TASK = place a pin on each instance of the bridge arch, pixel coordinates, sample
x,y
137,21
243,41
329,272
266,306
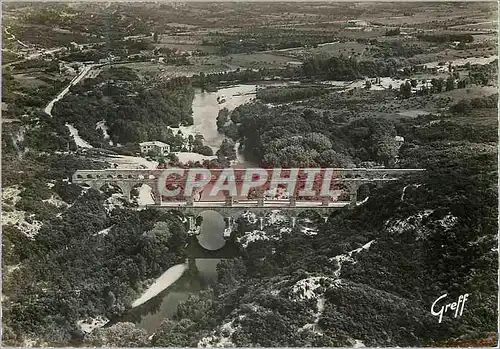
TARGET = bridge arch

---

— PROBLEM DESCRIPTION —
Return every line of the material above exactly, without the picture.

— FINISHED EXERCISE —
TASK = place a pin on each instance of the bridge arch, pixel coordinates, sample
x,y
137,21
243,41
329,272
266,306
TARGET = bridge arch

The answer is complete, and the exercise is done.